● Required work:
List every line in the entries below that contains the word "chapel". Only count a line if the word's capitalization matches.
● ● ● ● ●
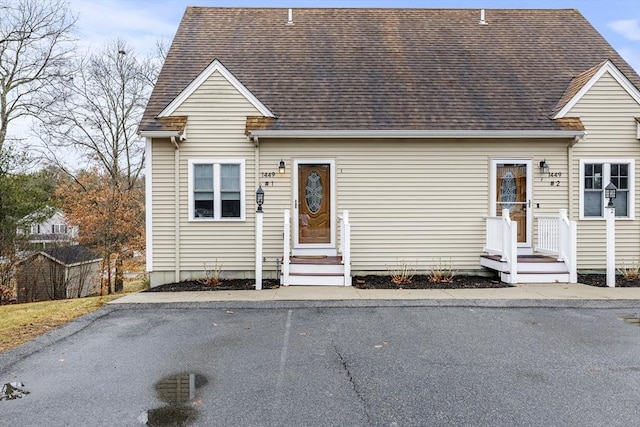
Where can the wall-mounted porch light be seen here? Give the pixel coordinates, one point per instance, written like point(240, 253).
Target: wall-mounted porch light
point(260, 198)
point(610, 193)
point(543, 166)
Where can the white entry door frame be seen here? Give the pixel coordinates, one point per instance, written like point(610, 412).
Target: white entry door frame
point(511, 187)
point(328, 192)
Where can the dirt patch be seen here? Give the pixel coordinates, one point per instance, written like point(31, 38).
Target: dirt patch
point(600, 281)
point(423, 282)
point(361, 282)
point(383, 282)
point(224, 285)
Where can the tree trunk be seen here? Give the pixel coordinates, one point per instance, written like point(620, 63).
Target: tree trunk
point(119, 280)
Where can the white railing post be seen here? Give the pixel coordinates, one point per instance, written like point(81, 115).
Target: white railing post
point(286, 253)
point(345, 246)
point(513, 250)
point(573, 260)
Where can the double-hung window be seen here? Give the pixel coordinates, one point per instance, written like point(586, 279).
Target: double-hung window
point(595, 175)
point(216, 189)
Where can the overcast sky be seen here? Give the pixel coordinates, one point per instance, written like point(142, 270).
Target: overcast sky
point(141, 22)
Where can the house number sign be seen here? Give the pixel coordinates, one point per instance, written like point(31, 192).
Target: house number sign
point(555, 182)
point(268, 175)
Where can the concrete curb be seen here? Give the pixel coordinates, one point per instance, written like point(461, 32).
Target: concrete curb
point(372, 303)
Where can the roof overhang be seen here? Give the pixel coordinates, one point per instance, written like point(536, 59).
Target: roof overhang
point(162, 134)
point(421, 134)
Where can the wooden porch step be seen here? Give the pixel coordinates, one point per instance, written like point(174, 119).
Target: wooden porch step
point(537, 268)
point(316, 270)
point(316, 260)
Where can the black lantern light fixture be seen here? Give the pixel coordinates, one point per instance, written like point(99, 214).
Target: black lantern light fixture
point(543, 166)
point(260, 198)
point(610, 193)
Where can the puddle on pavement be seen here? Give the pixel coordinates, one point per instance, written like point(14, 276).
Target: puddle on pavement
point(634, 320)
point(12, 391)
point(179, 392)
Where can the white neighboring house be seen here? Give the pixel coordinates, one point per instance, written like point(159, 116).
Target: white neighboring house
point(55, 230)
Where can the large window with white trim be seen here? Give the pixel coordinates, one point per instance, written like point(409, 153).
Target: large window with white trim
point(595, 175)
point(216, 189)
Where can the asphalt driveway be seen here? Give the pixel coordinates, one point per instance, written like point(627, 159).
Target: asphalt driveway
point(331, 366)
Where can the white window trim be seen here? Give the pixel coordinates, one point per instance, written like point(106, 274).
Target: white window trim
point(217, 208)
point(605, 180)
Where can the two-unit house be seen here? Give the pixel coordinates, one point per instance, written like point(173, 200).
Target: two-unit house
point(382, 136)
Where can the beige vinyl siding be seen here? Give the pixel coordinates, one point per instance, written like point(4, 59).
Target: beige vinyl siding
point(607, 112)
point(413, 201)
point(163, 204)
point(215, 130)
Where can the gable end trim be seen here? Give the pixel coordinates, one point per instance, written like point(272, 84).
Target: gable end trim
point(615, 73)
point(198, 81)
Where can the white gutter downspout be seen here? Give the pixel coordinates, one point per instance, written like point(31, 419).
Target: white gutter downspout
point(176, 180)
point(149, 203)
point(576, 139)
point(256, 180)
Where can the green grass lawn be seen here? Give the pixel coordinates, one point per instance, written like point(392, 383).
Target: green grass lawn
point(20, 323)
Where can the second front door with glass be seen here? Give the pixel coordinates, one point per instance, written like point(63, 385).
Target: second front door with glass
point(313, 204)
point(511, 189)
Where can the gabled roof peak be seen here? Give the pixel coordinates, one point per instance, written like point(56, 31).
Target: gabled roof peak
point(580, 84)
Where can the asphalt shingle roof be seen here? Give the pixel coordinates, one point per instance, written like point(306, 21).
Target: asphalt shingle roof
point(391, 69)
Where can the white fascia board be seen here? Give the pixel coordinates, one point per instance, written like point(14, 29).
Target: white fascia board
point(161, 134)
point(615, 73)
point(198, 81)
point(459, 134)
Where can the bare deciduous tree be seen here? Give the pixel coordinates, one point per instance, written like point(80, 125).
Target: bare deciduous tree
point(100, 112)
point(35, 48)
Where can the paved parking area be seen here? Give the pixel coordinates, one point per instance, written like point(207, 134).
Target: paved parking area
point(326, 366)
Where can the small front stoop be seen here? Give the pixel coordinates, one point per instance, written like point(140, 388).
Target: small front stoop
point(530, 269)
point(317, 271)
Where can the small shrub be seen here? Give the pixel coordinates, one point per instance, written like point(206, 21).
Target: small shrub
point(212, 274)
point(403, 274)
point(441, 272)
point(6, 294)
point(632, 272)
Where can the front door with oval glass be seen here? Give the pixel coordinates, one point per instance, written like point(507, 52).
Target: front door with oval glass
point(512, 187)
point(314, 203)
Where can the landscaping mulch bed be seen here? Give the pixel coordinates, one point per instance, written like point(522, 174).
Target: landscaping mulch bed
point(423, 282)
point(384, 282)
point(600, 280)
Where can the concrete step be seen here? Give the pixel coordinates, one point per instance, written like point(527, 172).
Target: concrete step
point(530, 277)
point(316, 279)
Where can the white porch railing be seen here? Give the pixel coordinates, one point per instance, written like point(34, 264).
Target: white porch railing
point(286, 253)
point(502, 239)
point(557, 236)
point(345, 246)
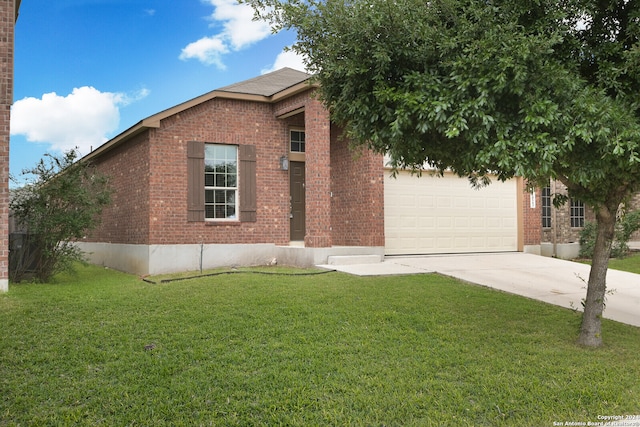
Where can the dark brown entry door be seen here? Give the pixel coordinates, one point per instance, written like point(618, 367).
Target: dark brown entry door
point(296, 191)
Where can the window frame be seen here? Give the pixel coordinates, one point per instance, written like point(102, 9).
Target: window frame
point(546, 206)
point(576, 213)
point(302, 143)
point(222, 188)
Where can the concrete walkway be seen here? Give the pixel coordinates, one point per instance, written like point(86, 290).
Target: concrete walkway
point(551, 280)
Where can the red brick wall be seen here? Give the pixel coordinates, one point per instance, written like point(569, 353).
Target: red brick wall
point(358, 195)
point(149, 175)
point(226, 122)
point(126, 219)
point(532, 218)
point(7, 25)
point(318, 175)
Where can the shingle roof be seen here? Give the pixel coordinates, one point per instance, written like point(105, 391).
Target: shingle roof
point(268, 84)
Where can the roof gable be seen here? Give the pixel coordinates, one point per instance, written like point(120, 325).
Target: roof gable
point(269, 88)
point(268, 84)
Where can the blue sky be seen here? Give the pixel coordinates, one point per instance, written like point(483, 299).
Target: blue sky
point(86, 70)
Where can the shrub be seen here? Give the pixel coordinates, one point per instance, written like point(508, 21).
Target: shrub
point(61, 204)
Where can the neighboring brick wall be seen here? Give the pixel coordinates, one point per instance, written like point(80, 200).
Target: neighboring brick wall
point(7, 26)
point(358, 194)
point(532, 217)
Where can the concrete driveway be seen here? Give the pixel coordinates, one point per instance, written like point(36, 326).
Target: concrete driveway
point(551, 280)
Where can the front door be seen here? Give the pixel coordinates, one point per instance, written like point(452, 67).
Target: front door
point(296, 191)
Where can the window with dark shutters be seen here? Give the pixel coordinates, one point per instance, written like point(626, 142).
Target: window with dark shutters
point(196, 182)
point(247, 155)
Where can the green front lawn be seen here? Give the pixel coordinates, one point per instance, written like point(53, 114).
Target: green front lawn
point(104, 348)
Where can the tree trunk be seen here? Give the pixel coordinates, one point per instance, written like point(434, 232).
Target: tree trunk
point(591, 329)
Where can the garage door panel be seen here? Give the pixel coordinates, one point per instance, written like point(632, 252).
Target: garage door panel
point(446, 215)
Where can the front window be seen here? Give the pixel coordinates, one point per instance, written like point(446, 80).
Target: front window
point(577, 213)
point(546, 207)
point(220, 181)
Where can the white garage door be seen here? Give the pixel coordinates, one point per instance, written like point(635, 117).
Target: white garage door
point(430, 214)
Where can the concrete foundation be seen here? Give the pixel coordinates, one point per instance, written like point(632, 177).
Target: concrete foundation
point(560, 250)
point(161, 259)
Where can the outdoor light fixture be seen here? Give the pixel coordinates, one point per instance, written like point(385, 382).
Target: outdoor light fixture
point(284, 163)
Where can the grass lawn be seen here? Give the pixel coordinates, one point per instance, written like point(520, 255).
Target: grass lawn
point(104, 348)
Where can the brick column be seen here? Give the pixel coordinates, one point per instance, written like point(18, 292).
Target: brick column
point(318, 175)
point(7, 25)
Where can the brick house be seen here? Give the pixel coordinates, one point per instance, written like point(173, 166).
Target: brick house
point(560, 228)
point(255, 173)
point(8, 16)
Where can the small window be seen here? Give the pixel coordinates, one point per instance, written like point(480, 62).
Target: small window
point(546, 207)
point(220, 181)
point(297, 141)
point(577, 213)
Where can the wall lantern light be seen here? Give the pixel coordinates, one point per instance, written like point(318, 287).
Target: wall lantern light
point(284, 163)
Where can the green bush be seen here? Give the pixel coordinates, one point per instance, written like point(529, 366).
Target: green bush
point(625, 227)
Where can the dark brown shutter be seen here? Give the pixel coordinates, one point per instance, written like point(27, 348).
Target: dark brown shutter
point(247, 155)
point(195, 181)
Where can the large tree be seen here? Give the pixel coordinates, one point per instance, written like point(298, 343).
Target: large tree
point(543, 89)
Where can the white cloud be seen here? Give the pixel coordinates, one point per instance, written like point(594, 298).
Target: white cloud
point(239, 31)
point(82, 119)
point(287, 58)
point(207, 50)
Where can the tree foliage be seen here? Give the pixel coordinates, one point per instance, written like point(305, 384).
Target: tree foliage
point(543, 89)
point(61, 204)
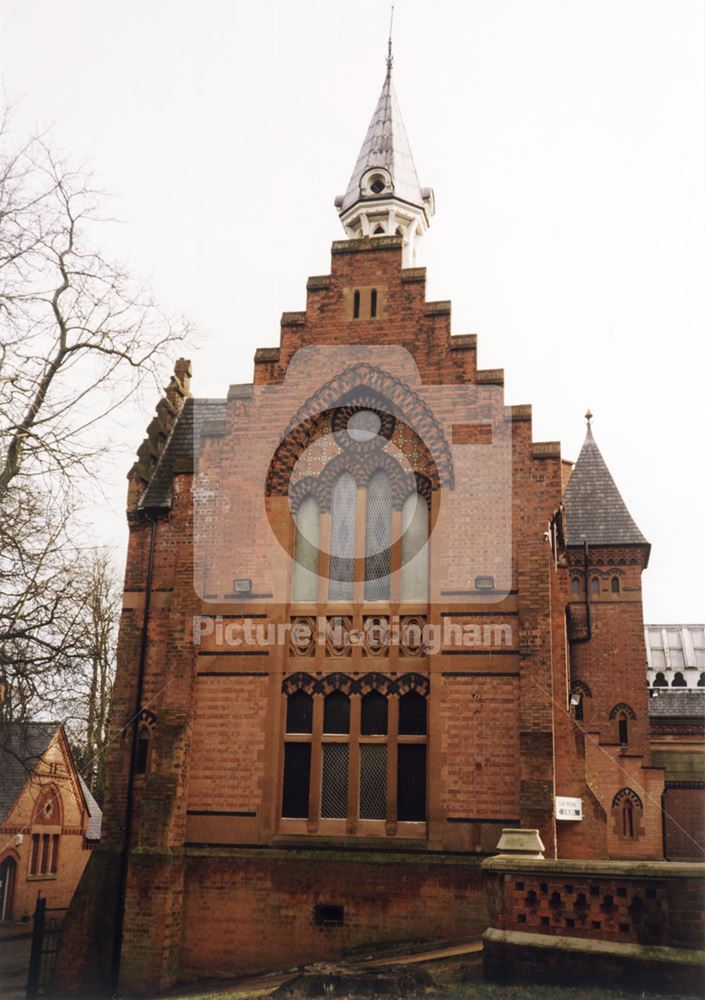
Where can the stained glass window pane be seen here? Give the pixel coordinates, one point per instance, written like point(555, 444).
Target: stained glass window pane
point(373, 781)
point(374, 715)
point(334, 785)
point(378, 537)
point(299, 713)
point(342, 541)
point(414, 549)
point(412, 714)
point(336, 713)
point(308, 527)
point(297, 770)
point(411, 782)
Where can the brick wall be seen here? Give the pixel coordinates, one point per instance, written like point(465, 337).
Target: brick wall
point(630, 924)
point(68, 820)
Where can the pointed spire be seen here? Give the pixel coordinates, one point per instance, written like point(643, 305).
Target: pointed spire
point(594, 509)
point(384, 197)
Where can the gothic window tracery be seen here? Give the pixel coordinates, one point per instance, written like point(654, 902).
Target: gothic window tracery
point(355, 750)
point(376, 499)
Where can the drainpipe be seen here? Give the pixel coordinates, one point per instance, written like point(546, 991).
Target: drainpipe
point(588, 609)
point(127, 835)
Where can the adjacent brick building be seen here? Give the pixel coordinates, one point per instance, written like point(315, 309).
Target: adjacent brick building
point(368, 622)
point(49, 821)
point(676, 676)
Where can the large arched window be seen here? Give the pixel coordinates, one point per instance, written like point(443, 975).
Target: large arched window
point(365, 757)
point(308, 538)
point(628, 812)
point(342, 538)
point(378, 537)
point(414, 549)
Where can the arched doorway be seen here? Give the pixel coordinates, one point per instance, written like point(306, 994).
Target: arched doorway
point(8, 870)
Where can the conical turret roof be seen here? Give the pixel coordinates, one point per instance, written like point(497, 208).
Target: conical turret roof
point(594, 509)
point(386, 145)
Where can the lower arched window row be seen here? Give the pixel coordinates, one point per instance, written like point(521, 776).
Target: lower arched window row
point(355, 757)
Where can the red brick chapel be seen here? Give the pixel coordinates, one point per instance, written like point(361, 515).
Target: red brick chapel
point(368, 623)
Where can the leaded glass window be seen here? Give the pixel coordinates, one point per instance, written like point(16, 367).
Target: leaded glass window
point(378, 537)
point(373, 781)
point(342, 542)
point(373, 721)
point(334, 782)
point(308, 529)
point(414, 549)
point(336, 713)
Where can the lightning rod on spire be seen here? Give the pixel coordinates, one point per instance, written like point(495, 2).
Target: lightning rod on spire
point(390, 57)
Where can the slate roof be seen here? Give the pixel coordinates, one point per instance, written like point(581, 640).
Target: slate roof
point(178, 454)
point(680, 765)
point(594, 509)
point(95, 815)
point(681, 703)
point(22, 745)
point(386, 145)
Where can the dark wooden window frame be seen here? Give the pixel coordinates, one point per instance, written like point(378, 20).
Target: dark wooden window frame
point(394, 741)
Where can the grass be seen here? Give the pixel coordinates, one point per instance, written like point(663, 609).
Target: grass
point(485, 991)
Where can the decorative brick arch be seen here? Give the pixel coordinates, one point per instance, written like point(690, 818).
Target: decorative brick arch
point(50, 797)
point(627, 815)
point(361, 386)
point(627, 793)
point(413, 682)
point(373, 681)
point(376, 682)
point(626, 709)
point(402, 483)
point(580, 687)
point(336, 682)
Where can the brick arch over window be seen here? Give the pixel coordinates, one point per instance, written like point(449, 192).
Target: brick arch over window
point(362, 470)
point(360, 385)
point(627, 814)
point(627, 793)
point(299, 682)
point(580, 687)
point(622, 708)
point(49, 797)
point(373, 681)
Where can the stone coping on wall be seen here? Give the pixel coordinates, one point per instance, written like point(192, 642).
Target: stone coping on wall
point(347, 855)
point(595, 869)
point(589, 947)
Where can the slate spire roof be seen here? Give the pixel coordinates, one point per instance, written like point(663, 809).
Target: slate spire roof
point(386, 145)
point(594, 509)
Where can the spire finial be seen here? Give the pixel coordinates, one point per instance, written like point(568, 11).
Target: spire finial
point(390, 57)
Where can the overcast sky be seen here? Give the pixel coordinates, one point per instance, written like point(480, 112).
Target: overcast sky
point(564, 140)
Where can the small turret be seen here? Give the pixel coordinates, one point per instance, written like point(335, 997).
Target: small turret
point(384, 197)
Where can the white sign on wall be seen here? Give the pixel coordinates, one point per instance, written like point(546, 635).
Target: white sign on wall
point(567, 808)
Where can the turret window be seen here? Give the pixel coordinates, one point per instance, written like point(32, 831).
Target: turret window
point(623, 725)
point(627, 811)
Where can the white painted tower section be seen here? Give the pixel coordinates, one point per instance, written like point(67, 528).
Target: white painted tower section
point(384, 197)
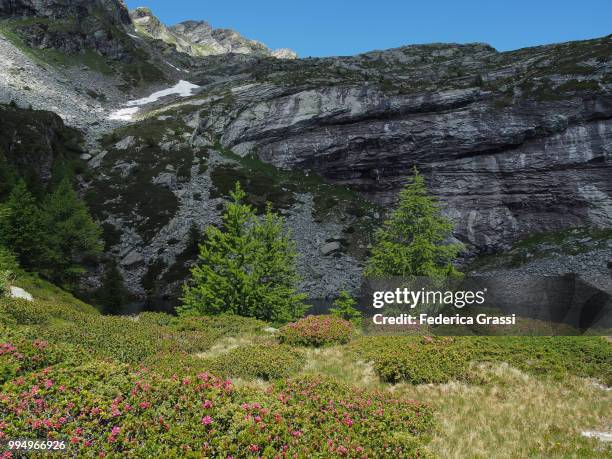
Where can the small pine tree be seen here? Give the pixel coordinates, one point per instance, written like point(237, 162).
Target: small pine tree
point(112, 295)
point(412, 241)
point(21, 226)
point(344, 307)
point(71, 235)
point(8, 268)
point(247, 268)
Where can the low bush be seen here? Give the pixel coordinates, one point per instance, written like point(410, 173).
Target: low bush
point(425, 359)
point(23, 312)
point(317, 331)
point(5, 282)
point(105, 410)
point(155, 318)
point(263, 361)
point(19, 356)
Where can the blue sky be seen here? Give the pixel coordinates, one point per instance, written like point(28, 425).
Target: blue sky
point(344, 27)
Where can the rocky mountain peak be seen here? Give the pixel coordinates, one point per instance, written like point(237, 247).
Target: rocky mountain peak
point(199, 38)
point(114, 10)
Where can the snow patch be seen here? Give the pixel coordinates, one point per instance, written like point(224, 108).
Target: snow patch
point(124, 114)
point(182, 89)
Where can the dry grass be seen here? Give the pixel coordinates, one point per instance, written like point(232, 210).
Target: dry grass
point(513, 415)
point(228, 343)
point(334, 362)
point(501, 413)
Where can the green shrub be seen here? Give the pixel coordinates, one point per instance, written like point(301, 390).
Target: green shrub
point(263, 361)
point(424, 359)
point(5, 282)
point(24, 312)
point(344, 307)
point(156, 318)
point(223, 324)
point(431, 361)
point(317, 331)
point(20, 356)
point(105, 409)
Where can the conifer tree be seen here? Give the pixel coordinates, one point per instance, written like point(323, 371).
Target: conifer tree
point(112, 295)
point(412, 241)
point(21, 226)
point(245, 268)
point(71, 235)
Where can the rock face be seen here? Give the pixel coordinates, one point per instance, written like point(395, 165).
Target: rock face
point(198, 38)
point(512, 143)
point(71, 26)
point(35, 141)
point(62, 9)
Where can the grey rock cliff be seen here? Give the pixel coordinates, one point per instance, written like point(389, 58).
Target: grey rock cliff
point(512, 143)
point(198, 38)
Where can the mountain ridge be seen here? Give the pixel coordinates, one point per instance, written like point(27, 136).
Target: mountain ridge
point(512, 143)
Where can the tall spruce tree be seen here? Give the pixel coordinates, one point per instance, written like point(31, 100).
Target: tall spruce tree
point(21, 226)
point(71, 235)
point(112, 295)
point(412, 242)
point(245, 268)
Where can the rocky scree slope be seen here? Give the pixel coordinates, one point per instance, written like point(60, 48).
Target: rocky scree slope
point(512, 143)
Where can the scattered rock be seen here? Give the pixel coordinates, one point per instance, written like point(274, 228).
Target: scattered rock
point(132, 259)
point(330, 247)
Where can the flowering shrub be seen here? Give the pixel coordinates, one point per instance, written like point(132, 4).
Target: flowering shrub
point(258, 361)
point(317, 331)
point(107, 410)
point(426, 359)
point(19, 356)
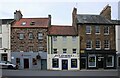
● ● ● ● ●
● Response below:
Where can the red brick chapel be seen here? Give the pixel coordinates, one point per instance, written like point(361, 515).
Target: red brick chapel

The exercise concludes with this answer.